Teks yang Diberikan:

***

TBBR Menilai Berpotensi Merugikan Warga Lokal
Plt Sekda Kalteng Tekankan Keterlibatan Masyarakat Adat
PALANGKA RAYA – Program transmigrasi dari luar ke wilayah Provinsi Kalimantan Tengah oleh pemerintah, mulai menimbulkan polemik. Bahkan beberapa daerah terang-terangan menolak program tersebut. Alasannya karena program transmigrasi sebelumnya masih menimbulkan masalah, serta berpotensi merugikan warga lokal.
Ketua Dewan Perwakilan Rakyat Daerah (DPRD) Kabupaten Lamandau Herianto adalah salah satu yang menolak rencana pemerintah pusat untuk membuka kembali program transmigrasi baru di Lamandau.
Kebetulan Lamandau adalah satu dari lima kabupaten yang direncanakan untuk lokasi transmigrasi. Selain Lamandau, ada Kapuas, Kotawaringin Barat, Lamandau dan Kabupaten Sukamara.
Menurut Herianto, pemerintah pusat sebaiknya menyelesaikan dulu pekerjaan rumah dari program transmigrasi sebelumnya. Seperti di kawasan transmigrasi Kahingai, transmigrasi Batu Slipi, dan beberapa lokasi transmigrasi lainnya.
“Program transmigrasi lama saja masih banyak masalah. Infrastruktur belum tuntas, tapal batas belum jelas. Jangan ditambah dulu sebelum itu dibereskan,” kata Herianto saat di ruang kerjanya, Rabu (16/7/2025).
Dia menilai, kondisi wilayah dan kemampuan keuangan daerah belum siap untuk mendukung kedatangan transmigran baru.

***

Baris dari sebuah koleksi
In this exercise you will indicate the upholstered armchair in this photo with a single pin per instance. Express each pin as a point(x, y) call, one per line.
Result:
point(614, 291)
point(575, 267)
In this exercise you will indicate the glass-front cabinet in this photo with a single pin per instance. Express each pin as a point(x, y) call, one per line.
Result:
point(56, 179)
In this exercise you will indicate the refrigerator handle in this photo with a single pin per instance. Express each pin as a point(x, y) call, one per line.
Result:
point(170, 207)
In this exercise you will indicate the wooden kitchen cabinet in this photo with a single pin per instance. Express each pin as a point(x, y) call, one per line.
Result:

***

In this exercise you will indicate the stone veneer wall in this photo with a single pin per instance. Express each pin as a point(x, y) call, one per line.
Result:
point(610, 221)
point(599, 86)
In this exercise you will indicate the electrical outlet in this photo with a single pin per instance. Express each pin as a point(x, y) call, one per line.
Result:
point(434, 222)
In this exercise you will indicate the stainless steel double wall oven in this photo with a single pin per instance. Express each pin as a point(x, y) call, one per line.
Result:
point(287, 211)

***

Soal:
Jawablah pertanyaan berikut berdasarkan berita tentang program transmigrasi di Kalimantan Tengah.
1. Apa jabatan Herianto?
2. Kawasan transmigrasi mana saja yang disebut namanya sebagai contoh dari program sebelumnya?
3. Pada hari dan tanggal berapa Herianto menyampaikan pernyataannya di ruang kerjanya?
Baris-baris tersebut tidak diperlukan.

Jawaban Akhir:
1. Ketua Dewan Perwakilan Rakyat Daerah (DPRD) Kabupaten Lamandau.
2. Kahingai dan Batu Slipi.
3. Rabu, 16 Juli 2025.